» **CHALLENGE A**
List every place name that appears in the conversation about lawsuits below, giving each name once.
» **CHALLENGE B**
Carry on the conversation about lawsuits and scanned documents from the point where it stops.

Nicole Clark: Oh, absolutely. It’s three times the volume of any other court and yeah, there is a huge amount of litigation. In fact, New York and California alone make up a quarter of all of the lawyers in the nation, so there is a massive amount of litigation going on in these two states; poor California and New York for having so many lawyers.
Joe Patrice: Yeah. New York has the benefit at least at the state level of having New York City broken up amongst five counties as opposed to LA, where everything is this one massive monolithic court that is churning out; I heard a stat a while ago and I can’t remember it off the top my head, but it was in the order of thousands of lawsuits all the time going on in Los Angeles County alone and just the ability to get all the stuff, but as you said to structure it in a meaningful way, which I don’t think — I don’t know as though everybody understands the importance of that because we have — those of us who are of like my age remember that transition time where you would get documents and you would have to kind of — you would close your eyes and go oh please, oh please, oh please and maybe you could highlight individual words and you are like oh yes, there is some sort of structure here as opposed to it being just a picture.
Because it used to be you would scan these things and they were all lovely if you could look at them, but you couldn’t get anything out of it without any kind of — optical character recognition wasn’t really prolific and it was something that was nice and that you could email it, but it was useless in a real way.
And I think a younger set of lawyers don’t quite get that world because everything gets — more or less everything gets recognized these days, but you are dealing with a lot of documents that probably haven’t been that you have got to tackle some of that work.

» **DATA EXCERPTS**
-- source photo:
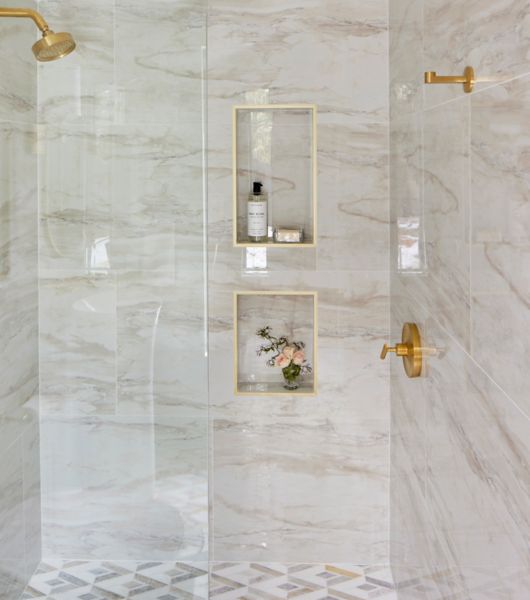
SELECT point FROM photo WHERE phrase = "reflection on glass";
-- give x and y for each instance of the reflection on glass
(256, 259)
(410, 245)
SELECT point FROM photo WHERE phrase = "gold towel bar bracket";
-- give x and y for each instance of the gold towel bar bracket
(467, 79)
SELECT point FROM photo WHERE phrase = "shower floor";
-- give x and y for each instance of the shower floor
(108, 580)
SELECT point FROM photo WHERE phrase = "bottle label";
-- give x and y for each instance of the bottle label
(257, 219)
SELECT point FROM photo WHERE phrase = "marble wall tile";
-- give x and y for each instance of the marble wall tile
(80, 88)
(132, 487)
(12, 554)
(446, 216)
(353, 210)
(18, 281)
(459, 476)
(405, 40)
(307, 488)
(159, 76)
(350, 411)
(119, 72)
(30, 442)
(19, 462)
(122, 280)
(500, 283)
(268, 499)
(78, 344)
(491, 36)
(131, 198)
(18, 89)
(161, 349)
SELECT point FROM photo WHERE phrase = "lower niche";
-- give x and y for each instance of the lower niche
(261, 320)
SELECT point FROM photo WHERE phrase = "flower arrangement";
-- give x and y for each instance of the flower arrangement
(288, 356)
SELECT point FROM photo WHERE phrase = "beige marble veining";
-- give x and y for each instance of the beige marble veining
(459, 455)
(287, 471)
(20, 550)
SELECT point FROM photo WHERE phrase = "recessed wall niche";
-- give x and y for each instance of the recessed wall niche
(276, 145)
(290, 314)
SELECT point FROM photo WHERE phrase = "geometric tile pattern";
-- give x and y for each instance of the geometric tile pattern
(274, 581)
(118, 580)
(108, 580)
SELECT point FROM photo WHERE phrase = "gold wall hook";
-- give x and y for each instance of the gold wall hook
(409, 349)
(467, 79)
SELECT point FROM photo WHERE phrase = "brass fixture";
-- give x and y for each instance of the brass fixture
(52, 45)
(468, 78)
(409, 348)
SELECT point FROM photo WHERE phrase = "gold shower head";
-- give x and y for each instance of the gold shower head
(53, 45)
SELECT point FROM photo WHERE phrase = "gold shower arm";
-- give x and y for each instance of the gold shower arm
(27, 13)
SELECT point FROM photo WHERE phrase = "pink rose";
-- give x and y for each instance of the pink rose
(282, 361)
(289, 351)
(299, 357)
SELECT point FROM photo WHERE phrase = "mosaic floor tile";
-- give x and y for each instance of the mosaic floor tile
(106, 580)
(103, 580)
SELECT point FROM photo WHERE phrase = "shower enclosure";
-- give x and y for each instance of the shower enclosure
(146, 450)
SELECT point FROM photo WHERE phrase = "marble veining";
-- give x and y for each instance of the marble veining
(460, 484)
(20, 547)
(124, 392)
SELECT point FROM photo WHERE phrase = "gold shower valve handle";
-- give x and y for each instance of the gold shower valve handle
(467, 79)
(399, 349)
(409, 349)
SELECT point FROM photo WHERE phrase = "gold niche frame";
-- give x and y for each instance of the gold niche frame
(313, 110)
(300, 392)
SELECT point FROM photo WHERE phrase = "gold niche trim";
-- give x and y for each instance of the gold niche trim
(299, 392)
(313, 109)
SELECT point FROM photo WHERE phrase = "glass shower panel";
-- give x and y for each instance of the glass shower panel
(124, 393)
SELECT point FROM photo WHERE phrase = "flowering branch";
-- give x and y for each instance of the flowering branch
(289, 356)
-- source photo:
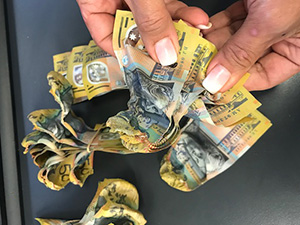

» **EXPECTED ANSWER A**
New York, California, New York City, LA, Los Angeles County

» **EXPECTED ANSWER B**
Nicole Clark: Absolutely. It’s interesting because in New York in particular one of the things that we notice is that judges will actually just sort of write granted on the motion and then upload that as an image. And then on our end we have to figure out okay, what is this image, what was the outcome of this motion, and all of that work, that does require the underlying document to be structured in such a way that we can read it, that you can OCR it, that you can find specific words, so there is no doubt that it’s not only the difficulty of bringing in data from various different places, but it’s also the format that that data comes in, is in every format you can imagine. So from PDF, to HTML, to contained in Word documents. I mean if you can imagine a format that data exists, there is a court out there somewhere that is releasing their data in that format.
Joe Patrice: Well, and I don’t know about California nearly as much, if it’s anything like New York, it was the sort of situation where it wasn’t even standardized within the courthouse that I was in how documents were coming in. It was very much a judge by judge fiefdom situation of, I prefer PDF so I want them as TIFFs. I don’t know if California has the same sort of Wild West take.
Nicole Clark: 100% I can tell you that that phrase, the sort of king of their own fiefdom is one that we say often and it refers not only to specific judges, but even to their specific clerks that are inputting that information sometimes. So it can sometimes be separate by clerk even for the same judge.
Joe Patrice: Wow. Yeah, I mean that’s just a herculean undertaking, but it’s one that anybody who has to practice in those areas is going to have to be super appreciative of because the ability to get that data and run searches on it and figure out what they need from it is just priceless really.
Nicole Clark: Well, absolutely. I can tell you that really I was a litigator prior to starting Trellis and what being able to access the data did for my practice was astounding. It was an absolute game changer for me and that was really part of this recognition that this data gets a massive competitive advantage and if it was helpful to me as a litigator, I knew it would be helpful for other litigators.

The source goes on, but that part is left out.